Natural-language object grounding data
---
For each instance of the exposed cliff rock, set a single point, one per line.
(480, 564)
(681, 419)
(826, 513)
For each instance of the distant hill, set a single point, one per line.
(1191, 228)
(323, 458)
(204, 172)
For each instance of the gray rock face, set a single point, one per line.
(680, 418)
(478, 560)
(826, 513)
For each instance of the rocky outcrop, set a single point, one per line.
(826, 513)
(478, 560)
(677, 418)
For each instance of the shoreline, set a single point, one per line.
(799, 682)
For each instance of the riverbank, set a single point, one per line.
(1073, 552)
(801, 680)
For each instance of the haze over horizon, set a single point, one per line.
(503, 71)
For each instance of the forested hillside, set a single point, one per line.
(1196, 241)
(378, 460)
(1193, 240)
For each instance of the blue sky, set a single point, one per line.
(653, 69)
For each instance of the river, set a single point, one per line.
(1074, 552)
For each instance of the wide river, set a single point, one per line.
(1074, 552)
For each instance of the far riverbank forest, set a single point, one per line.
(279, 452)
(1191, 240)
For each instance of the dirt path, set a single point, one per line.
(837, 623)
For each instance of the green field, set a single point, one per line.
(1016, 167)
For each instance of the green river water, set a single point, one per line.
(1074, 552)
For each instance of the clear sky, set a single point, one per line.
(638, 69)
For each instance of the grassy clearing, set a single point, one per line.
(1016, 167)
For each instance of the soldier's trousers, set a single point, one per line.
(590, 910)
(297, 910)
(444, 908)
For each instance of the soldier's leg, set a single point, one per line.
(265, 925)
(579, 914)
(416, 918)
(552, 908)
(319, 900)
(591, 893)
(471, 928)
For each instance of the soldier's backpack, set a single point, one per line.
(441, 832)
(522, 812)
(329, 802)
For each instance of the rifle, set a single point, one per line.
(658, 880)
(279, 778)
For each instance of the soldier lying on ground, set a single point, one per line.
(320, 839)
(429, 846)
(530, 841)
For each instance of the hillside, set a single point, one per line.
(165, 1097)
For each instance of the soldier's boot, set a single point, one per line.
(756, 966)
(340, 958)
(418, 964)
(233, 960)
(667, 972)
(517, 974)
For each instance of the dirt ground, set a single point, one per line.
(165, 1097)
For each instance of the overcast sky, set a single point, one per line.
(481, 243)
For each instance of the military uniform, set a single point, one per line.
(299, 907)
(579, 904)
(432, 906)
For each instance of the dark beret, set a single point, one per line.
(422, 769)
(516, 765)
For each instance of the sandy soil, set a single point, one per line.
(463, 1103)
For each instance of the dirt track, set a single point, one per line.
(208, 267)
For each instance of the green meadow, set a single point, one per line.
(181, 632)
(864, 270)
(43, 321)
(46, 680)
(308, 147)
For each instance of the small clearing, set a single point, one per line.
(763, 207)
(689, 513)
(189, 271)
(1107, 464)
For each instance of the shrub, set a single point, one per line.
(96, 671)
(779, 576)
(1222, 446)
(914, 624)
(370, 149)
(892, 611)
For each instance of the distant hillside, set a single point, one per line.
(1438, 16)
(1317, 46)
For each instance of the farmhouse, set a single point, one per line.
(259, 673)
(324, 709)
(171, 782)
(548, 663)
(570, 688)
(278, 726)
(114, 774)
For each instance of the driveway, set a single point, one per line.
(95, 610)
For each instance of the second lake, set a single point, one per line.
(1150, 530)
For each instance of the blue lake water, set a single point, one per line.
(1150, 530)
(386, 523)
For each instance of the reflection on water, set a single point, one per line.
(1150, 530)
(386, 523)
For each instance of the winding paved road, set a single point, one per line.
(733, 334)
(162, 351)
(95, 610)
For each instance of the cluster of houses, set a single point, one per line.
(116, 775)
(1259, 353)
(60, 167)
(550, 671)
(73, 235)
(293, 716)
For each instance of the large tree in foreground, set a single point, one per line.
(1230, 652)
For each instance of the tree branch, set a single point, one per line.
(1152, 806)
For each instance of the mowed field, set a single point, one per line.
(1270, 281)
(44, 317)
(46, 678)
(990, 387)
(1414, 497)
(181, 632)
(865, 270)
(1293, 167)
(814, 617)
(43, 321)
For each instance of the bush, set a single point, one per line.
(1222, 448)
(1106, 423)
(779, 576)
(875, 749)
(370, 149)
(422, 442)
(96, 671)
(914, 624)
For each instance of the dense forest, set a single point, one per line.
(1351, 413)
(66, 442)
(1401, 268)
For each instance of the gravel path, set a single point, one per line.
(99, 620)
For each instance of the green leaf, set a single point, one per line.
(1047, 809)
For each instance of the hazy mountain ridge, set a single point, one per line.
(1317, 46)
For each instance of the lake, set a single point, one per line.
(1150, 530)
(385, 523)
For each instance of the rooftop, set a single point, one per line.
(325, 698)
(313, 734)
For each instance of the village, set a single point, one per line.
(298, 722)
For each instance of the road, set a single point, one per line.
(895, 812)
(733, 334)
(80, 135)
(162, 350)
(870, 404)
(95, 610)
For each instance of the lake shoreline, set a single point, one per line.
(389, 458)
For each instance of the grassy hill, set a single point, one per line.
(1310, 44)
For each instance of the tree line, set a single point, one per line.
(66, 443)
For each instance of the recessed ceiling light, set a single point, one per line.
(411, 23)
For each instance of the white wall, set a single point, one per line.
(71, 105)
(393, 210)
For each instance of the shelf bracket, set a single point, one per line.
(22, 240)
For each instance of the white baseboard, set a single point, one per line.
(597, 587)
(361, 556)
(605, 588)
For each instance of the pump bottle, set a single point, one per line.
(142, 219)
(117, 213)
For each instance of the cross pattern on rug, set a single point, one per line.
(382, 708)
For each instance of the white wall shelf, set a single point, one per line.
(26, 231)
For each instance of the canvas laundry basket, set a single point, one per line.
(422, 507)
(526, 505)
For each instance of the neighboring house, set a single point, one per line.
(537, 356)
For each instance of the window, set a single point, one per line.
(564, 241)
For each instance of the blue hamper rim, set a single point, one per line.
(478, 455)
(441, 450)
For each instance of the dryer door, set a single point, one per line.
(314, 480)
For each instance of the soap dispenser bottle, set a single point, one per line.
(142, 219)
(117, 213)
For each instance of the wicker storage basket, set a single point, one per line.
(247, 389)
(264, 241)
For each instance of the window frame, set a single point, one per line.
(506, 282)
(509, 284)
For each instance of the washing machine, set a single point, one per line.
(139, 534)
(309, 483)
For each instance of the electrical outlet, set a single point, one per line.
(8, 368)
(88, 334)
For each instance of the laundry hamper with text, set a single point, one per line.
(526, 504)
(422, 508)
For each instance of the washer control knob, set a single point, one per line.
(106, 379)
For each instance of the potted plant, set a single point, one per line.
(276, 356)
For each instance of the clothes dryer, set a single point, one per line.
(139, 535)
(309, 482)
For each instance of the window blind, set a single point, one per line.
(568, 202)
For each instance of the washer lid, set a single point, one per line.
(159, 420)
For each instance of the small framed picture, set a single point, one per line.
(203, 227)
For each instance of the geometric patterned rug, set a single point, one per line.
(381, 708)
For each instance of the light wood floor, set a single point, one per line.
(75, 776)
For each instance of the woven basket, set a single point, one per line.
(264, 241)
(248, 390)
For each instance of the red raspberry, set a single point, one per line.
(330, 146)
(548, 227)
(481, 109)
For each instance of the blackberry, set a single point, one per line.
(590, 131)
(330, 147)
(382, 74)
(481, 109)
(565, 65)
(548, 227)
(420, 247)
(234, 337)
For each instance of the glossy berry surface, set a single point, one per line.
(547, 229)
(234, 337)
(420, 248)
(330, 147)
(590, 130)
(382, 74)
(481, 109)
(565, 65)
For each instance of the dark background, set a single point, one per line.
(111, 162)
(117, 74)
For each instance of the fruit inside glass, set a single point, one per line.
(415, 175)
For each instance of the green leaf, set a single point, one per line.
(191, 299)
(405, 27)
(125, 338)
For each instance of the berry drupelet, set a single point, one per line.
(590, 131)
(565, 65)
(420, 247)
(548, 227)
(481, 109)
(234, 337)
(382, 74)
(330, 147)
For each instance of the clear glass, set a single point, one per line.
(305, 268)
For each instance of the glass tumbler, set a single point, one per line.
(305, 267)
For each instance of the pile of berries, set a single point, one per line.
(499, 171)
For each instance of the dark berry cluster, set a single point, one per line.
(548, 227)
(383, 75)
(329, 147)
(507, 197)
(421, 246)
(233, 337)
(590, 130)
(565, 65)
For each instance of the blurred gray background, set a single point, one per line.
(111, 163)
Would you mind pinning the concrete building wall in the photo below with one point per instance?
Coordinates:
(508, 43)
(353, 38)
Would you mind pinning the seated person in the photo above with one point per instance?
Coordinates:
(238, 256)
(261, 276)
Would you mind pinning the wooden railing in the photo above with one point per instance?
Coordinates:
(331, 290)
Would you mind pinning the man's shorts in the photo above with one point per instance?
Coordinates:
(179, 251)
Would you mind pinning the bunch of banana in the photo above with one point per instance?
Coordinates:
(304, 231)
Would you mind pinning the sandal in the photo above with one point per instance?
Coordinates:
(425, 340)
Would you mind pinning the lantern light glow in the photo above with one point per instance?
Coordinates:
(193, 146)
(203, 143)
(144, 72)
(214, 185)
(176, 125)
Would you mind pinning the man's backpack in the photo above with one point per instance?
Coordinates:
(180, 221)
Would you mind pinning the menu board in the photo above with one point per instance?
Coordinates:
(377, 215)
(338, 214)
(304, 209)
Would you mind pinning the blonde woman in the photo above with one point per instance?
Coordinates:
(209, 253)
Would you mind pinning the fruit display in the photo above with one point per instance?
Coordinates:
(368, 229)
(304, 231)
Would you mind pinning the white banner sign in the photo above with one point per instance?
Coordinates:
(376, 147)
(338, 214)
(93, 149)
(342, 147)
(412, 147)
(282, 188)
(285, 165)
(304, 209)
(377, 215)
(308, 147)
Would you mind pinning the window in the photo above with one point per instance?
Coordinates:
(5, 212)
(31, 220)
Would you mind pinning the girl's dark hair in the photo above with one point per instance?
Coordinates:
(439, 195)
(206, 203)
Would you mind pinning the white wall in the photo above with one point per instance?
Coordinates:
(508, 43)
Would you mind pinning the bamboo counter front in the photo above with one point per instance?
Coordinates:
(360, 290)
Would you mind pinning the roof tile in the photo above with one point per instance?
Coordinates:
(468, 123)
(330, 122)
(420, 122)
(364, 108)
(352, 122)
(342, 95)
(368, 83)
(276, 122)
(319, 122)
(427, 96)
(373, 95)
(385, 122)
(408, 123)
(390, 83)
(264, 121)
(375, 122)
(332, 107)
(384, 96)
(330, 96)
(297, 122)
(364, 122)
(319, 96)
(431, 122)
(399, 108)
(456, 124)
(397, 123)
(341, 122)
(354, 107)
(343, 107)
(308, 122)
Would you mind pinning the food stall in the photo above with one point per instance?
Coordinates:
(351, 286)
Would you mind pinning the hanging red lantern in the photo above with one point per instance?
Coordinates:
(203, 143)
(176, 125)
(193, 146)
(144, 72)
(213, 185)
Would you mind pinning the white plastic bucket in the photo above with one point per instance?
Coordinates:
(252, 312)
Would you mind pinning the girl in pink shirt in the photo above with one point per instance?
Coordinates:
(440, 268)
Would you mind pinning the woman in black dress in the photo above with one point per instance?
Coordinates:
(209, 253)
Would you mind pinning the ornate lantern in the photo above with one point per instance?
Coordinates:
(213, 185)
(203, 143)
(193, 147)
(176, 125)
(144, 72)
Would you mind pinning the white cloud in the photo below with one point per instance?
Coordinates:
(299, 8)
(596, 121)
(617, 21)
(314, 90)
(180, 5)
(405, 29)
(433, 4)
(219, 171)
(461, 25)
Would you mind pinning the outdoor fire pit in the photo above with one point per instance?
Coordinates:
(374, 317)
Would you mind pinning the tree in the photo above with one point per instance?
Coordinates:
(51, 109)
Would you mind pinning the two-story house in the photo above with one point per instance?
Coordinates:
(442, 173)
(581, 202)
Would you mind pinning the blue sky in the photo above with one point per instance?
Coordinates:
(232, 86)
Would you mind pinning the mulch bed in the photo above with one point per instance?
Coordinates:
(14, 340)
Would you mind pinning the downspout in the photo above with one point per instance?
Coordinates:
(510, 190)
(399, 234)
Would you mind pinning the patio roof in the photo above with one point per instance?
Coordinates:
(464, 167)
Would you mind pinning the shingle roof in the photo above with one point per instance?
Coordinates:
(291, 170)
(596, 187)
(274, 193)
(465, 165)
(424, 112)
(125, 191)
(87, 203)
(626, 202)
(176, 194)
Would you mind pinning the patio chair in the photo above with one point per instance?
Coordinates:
---
_Task brief_. Some lines above hold the word "patio". Copy all of them.

_Problem solution_.
Would you mind pinning the patio roof in the photo above with one point per instance?
Would you mind pinning the patio chair in the photo above with one point per instance?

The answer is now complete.